§ **SELECTED EXTRACT**
--------
Even if after considering all that it still seems a worthy tradeoff, there's the question of whether property based testing solves the problem you think it does. As I mentioned, it can moreso verify software is Working as Implemented rather than Working as Intended. But there is the bigger problem of major software projects not conforming to the simpler use cases that sell people on using this tool. In my experience stateless functions almost never have bugs, and when they do, it's mostly a "requirements discovery" problem you wouldn't catch with any kind of verification tooling.

Stateful verification becomes a problem in the kinds of real systems programming projects like the Linux Kernel or Qemu which stand to benefit most from verification. If you're verifying things at the level of a "higher level" abstraction like a scheduler, you almost always have really high dimensionality/a lot of state, perhaps deceptively more than you think, because of composition. And you tend to also have a devloop that is already very slow - builds take a long time, and running tests of higher level components can be "expensive" because it may take 100ms-1s for something like a kernel to finish starting in a test environment. For a single test that's nothing, but multiplied across all tests makes testing painful enough already; adding 3x or 100x by doing property based testing with new tests, even if pruned before submitting, could be either hugely expensive or way too slow. And similarly, the increased resource requirements to maintain state machines can be very expensive. TSAN does essentially parallel property-based testing and introduces 128-512 bytes of overhead for every 8 bytes of memory under test: https://github.com/google/sanitizers/wiki/ThreadSanitizerAlg....

Is it cool and underrated? Definitely. But it's not a silver bullet and honestly just isn't worth it for most software. Even when it is worth it, it has its drawbacks.

By @benreesman - 3 months
Oh man, talk about a walk down memory lane: a polite disagreement about the intersection of the public and private sectors in which commercial control of source code written by a founder who is also a researcher is being sold because the researcher found that to be more effective than opening the code (which he tried and didn’t get much attention as a result). Both reasonable arguments, I can see both sides. I remember when the software business wasn’t a dystopian nightmare.
--------
§ **WORK REQUIRED**
According to the forum excerpt, how much memory overhead does TSAN add for every 8 bytes of memory under test? The entries have nothing to do with the forum excerpt.

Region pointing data
--------
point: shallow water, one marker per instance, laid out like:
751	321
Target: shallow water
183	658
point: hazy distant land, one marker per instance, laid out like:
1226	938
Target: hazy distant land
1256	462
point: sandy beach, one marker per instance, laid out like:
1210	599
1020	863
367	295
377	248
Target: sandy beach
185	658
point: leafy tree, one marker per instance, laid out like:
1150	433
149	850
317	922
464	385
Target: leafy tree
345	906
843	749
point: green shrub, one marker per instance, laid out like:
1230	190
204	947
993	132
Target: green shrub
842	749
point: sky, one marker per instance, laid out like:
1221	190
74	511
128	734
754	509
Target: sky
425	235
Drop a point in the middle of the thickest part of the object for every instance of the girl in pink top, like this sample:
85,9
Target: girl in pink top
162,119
--------
§ **TASK RESULT**
128-512 bytes